[Opening Input data section]
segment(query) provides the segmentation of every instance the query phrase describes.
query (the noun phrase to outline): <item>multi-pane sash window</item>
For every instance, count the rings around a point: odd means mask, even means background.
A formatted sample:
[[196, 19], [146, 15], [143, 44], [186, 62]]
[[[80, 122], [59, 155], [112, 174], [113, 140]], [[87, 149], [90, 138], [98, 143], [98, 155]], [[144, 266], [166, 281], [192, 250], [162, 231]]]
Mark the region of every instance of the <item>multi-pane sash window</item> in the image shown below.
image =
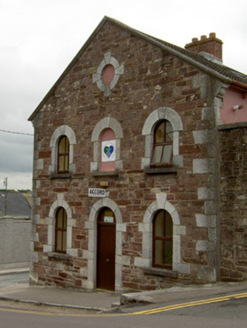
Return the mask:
[Closing Input data section]
▶ Task directions
All lines above containing the string "sash" are to be collected.

▶ Answer
query (the noun phrase to outline): <item>multi-pane sash window</item>
Mark the region of every instance of the <item>multi-pane sash window</item> in the image shown below.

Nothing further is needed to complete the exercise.